EXCERPTED DATA:
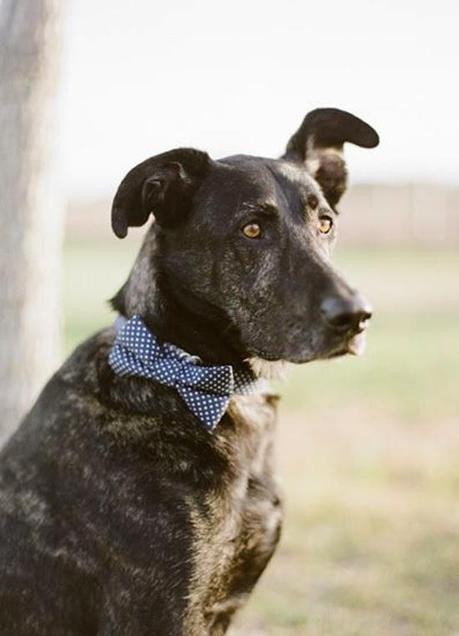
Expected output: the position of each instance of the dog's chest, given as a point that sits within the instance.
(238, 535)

* * *

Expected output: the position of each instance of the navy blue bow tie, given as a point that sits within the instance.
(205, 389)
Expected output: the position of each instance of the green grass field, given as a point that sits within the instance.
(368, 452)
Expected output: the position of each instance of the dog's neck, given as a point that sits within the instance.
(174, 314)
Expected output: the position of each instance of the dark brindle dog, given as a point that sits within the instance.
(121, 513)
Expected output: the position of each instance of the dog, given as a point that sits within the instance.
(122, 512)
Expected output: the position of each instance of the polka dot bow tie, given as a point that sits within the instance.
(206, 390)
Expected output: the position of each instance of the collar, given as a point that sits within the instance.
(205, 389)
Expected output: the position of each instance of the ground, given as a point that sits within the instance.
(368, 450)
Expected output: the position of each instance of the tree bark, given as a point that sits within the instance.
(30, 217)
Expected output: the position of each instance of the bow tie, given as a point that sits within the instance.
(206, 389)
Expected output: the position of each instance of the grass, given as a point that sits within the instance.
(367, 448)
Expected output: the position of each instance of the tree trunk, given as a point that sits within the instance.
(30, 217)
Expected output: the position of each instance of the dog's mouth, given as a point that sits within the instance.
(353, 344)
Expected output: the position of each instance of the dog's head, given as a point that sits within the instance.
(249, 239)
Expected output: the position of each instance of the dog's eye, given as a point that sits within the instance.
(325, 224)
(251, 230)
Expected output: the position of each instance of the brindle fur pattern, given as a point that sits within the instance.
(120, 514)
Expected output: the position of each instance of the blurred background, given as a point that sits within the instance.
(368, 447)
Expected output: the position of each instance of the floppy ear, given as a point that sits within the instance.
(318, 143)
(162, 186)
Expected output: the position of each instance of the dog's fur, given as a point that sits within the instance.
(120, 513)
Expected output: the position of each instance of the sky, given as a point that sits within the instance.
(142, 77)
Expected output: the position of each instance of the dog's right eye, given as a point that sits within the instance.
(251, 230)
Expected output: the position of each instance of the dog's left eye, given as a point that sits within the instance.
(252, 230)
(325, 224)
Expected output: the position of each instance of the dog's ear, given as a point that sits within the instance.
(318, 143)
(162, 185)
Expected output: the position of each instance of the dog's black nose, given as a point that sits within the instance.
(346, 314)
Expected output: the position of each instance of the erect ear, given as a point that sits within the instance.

==

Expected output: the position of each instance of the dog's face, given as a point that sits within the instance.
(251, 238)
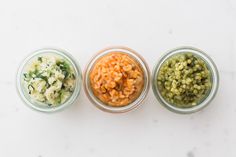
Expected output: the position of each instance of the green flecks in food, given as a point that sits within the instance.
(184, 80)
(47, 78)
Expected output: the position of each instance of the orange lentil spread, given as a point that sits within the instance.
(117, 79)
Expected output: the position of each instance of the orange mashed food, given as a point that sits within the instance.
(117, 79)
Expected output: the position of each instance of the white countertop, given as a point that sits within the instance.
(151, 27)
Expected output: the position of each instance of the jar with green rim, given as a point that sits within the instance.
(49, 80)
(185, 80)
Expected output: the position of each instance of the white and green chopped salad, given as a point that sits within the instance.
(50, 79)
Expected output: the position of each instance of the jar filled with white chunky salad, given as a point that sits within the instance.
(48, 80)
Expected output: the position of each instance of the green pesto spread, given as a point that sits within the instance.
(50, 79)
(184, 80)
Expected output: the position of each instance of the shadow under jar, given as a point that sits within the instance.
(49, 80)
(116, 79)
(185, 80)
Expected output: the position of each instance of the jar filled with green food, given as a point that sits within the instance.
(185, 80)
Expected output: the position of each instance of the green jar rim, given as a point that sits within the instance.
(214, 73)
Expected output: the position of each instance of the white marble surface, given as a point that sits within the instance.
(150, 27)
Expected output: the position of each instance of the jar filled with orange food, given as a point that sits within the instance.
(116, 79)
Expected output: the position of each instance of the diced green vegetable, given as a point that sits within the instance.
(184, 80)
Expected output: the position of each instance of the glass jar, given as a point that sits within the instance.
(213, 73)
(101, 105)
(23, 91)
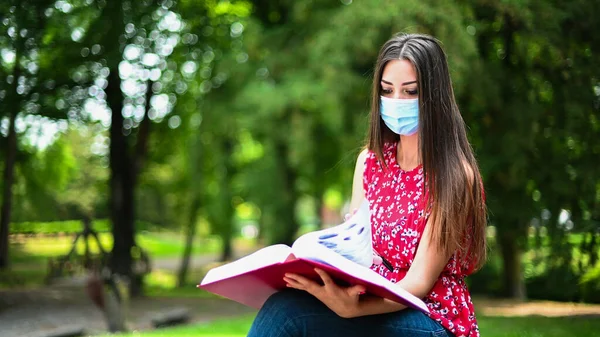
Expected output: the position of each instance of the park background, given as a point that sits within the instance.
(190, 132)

PROBLEM REQUIREMENTS: Copy out the lines of the material from the line with "dog's fur, given" to the line with "Expected output: the position of each instance of the erect", swapping "fur" for "coat" and leaving the rest unchanged.

SOLUTION TO THIS PROBLEM:
Expected output: the position of each instance of the dog's coat, given as a point that sits within the instance.
(120, 513)
Expected output: the position of each instance of the sky, given as a point that sits within the instance.
(142, 77)
Expected output: the position of each instance of the dog's right eye, given as a point that sits within the instance.
(251, 230)
Expected output: the position of each instance of the dog's left eye, given as a point that sits within the instance.
(252, 230)
(325, 224)
Expected output: the position of each instance of the dog's ear, given as a point that sits within the instance.
(318, 143)
(162, 185)
Expected output: the position of each instance of the dog's black nose, given as a point that sits within the instance.
(346, 314)
Expected output: the position of each instance of the erect ear, given as a point that sits within the instance.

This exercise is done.